### Énoncé de la tâche
Relevez toutes les formules que l'article sur les mots du pouvoir cite entre guillemets.

Flexisécurité, ordre juste, rupture tranquille : les mots compromis, par le pouvoir

Enquête · 17 jan. 2008 à 22:14

Les mots du pouvoir

Les nouveaux mots du pouvoir doivent marquer un véritable changement sans susciter la crainte. Il faut promettre sans inquiéter, rassurer tout en préconisant le mouvement. Dans une société particulièrement anxiogène et dans un pays où la consommation d'antidépresseurs bat tous les records, les responsables politiques doivent à la fois rassurer et promettre un avenir meilleur.

Rassembler, rassurer, changer : la quadrature du cercle

Un responsable politique doit gérer des impératifs contradictoires. Dans un premier temps, il doit se distinguer au sein de son parti pour sortir du lot. Les relations comptent, les idées sont déterminantes et la manière de les exprimer encore plus. Un responsable politique doit donc se singulariser par rapport à ses camarades pour prendre la tête du mouvement. Pour y parvenir, il faut afficher ses propres convictions, élaborer un corpus d'idées cohérent et s'approprier un vocabulaire propre. C'est le "travailler plus, pour gagner plus" de Nicolas Sarkozy ou "la lutte contre la vie chère" de Ségolène Royal.
Deuxième étape : un responsable politique doit rassembler. Cette exigence d'unité va quelque peu à l'encontre de la nécessaire singularisation du départ. Une fois sorti du lot, le responsable politique doit être capable de représenter toutes les tendances du parti. Dès lors, le vocabulaire se fait plus consensuel.
Troisième étape : rassurer tout en promettant le changement. Par nature, les individus ont peur du changement, de l'inconnu. Dans le même temps, les électeurs l'exigent. Toute la difficulté d'un responsable politique est donc à la fois de promettre le changement tout en rassurant les citoyens sur les nouvelles perspectives qu'il compte tracer.

L'art de la formule, l'art d'allier les contraires

Pour concilier ces impératifs contradictoires, les responsables politiques de gauche comme de droite ont donc développé un vocabulaire qui leur ait propre. Dans un système médiatique où chaque intervention est minutée, ils doivent trouver la bonne formule, celle qui fera mouche et qui fera sens. Quoi de mieux alors que d'allier les contraires puisque c'est précisément ce qu'ont leur demande : rassurer tout en promettant le changement. Ainsi, en 1969, Georges Pompidou choisit comme slogan le "changement dans la continuité". Ancien Premier ministre du général De Gaulle, Pompidou marchait dans les pas de son mentor tout en prenant en compte le désir de changement apparu avec mai 1968.

Ordre juste et rupture tranquille : le premier mot compte

Pendant la campagne présidentielle de 2007, les deux principaux candidats ont usé et abusé de ces formules qui allient les contraires. En 2002, la gauche avait perdu l'élection à cause de l'insécurité. Prenant acte de cet écueil, Ségolène Royal a repris à son compte ce thème de la sécurité en parlant d'ordre juste, manière à la fois de reparler d'ordre tout en atténuant ce tabou de gauche en y accolant immédiatement l'idée de justice. Cette expression renvoie d'ailleurs à celle de Nicolas Sarkozy "ferme, mais juste" censée le faire apparaître comme un homme politique mesuré.

### Données fournies
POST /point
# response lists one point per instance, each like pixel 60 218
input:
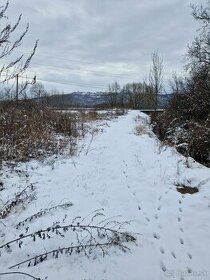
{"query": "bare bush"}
pixel 29 130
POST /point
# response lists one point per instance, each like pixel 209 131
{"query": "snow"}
pixel 131 175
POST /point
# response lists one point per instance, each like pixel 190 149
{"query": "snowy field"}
pixel 127 172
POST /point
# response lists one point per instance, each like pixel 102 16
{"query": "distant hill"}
pixel 91 100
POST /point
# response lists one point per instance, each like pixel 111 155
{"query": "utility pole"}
pixel 17 88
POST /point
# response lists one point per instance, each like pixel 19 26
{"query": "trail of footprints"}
pixel 157 236
pixel 181 240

### Corrigé
- "travailler plus, pour gagner plus"
- "la lutte contre la vie chère"
- "changement dans la continuité"
- "ferme, mais juste"